→ **Exercise instructions**:
Below are entries. Reproduce exactly the lines between the line holding "Target: man in dark t-shirt" and the line holding "Where can the street", inclusive, and only those.

→ **Records shown**:
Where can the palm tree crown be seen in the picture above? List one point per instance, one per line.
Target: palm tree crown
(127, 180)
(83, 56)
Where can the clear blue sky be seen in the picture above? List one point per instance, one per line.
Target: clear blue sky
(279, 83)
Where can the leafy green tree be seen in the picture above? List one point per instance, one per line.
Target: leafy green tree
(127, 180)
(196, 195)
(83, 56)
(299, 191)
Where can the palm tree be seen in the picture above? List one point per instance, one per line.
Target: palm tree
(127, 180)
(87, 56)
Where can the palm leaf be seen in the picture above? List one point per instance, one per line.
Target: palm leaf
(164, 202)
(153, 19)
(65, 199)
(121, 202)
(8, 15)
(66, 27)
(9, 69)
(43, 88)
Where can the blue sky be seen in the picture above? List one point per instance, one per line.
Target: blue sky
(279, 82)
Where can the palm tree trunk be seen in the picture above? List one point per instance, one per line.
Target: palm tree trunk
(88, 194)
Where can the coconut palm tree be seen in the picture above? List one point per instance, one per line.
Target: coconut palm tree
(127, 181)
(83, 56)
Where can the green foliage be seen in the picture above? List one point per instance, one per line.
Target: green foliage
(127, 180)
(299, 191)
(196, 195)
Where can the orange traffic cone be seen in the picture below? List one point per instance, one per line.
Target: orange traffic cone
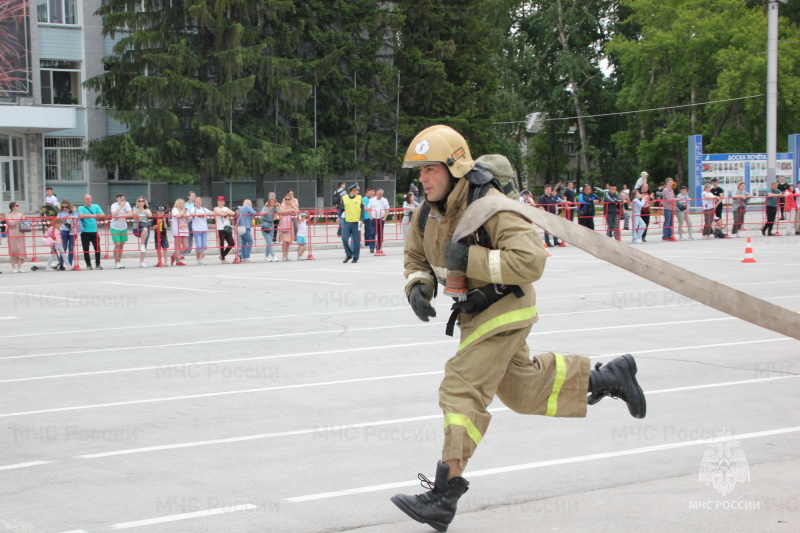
(748, 252)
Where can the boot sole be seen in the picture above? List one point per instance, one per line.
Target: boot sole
(438, 526)
(628, 358)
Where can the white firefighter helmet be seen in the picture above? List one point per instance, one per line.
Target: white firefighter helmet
(440, 144)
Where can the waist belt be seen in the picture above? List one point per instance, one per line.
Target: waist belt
(480, 299)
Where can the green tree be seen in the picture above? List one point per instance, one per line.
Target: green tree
(447, 56)
(567, 38)
(684, 53)
(346, 50)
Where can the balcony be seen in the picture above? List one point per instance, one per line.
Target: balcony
(35, 119)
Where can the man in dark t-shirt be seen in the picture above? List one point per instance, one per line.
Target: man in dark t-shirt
(569, 197)
(719, 192)
(549, 202)
(783, 187)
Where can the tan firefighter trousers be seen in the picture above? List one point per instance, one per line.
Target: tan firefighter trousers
(500, 364)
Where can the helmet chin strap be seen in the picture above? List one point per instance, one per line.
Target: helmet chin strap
(441, 205)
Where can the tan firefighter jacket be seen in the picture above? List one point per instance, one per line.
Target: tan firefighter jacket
(517, 258)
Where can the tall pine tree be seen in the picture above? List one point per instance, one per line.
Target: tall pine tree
(181, 74)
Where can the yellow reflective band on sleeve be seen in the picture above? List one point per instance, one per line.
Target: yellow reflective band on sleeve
(454, 419)
(561, 374)
(518, 315)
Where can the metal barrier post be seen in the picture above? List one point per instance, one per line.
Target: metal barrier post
(158, 243)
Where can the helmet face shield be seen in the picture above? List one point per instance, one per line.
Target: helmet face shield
(440, 144)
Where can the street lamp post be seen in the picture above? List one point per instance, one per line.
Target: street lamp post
(772, 89)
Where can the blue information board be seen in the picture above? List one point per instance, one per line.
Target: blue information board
(730, 169)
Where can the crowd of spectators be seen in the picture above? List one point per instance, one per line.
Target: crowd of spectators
(282, 223)
(633, 208)
(186, 225)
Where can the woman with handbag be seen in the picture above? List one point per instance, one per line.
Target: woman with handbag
(243, 225)
(200, 229)
(224, 228)
(286, 225)
(52, 239)
(141, 227)
(180, 231)
(269, 217)
(646, 198)
(16, 237)
(69, 228)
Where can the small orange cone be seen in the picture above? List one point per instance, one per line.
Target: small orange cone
(748, 252)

→ **Result**:
Target: man in dark t-shirt
(569, 197)
(719, 192)
(549, 202)
(783, 187)
Where can the tan firefighter trousers be seen in the picture above? List one point per instance, one per line.
Target: tan firefighter trousers
(500, 364)
Where can the helmet chin strap be seen in the picture above? List one point per instance, one per line.
Target: helmet chin strap
(441, 205)
Where can the tan firefighter jacket be seen in the picture above? List one point per instance, one per line.
Target: tan firefighter jacket
(517, 258)
Where can the tall pine tree be seen in the picture above? List one point per instance, one per line.
Target: tall pine tree
(181, 74)
Where can the yellow reflective band on sleeve be seen in the picture above? List one point per instance, one per line.
Target: yellow reflective band on sleeve
(454, 419)
(561, 374)
(518, 315)
Where can the metal barrier post be seen in the picture above? List one point per instance, one per line.
Target: metal barrier post
(158, 243)
Where can the helmet face shield be seen in the picture above? List one point per instance, one per line.
Target: helmet face shield
(440, 144)
Where can the street lamp post be seen in the picture above? List one point per instance, one per line.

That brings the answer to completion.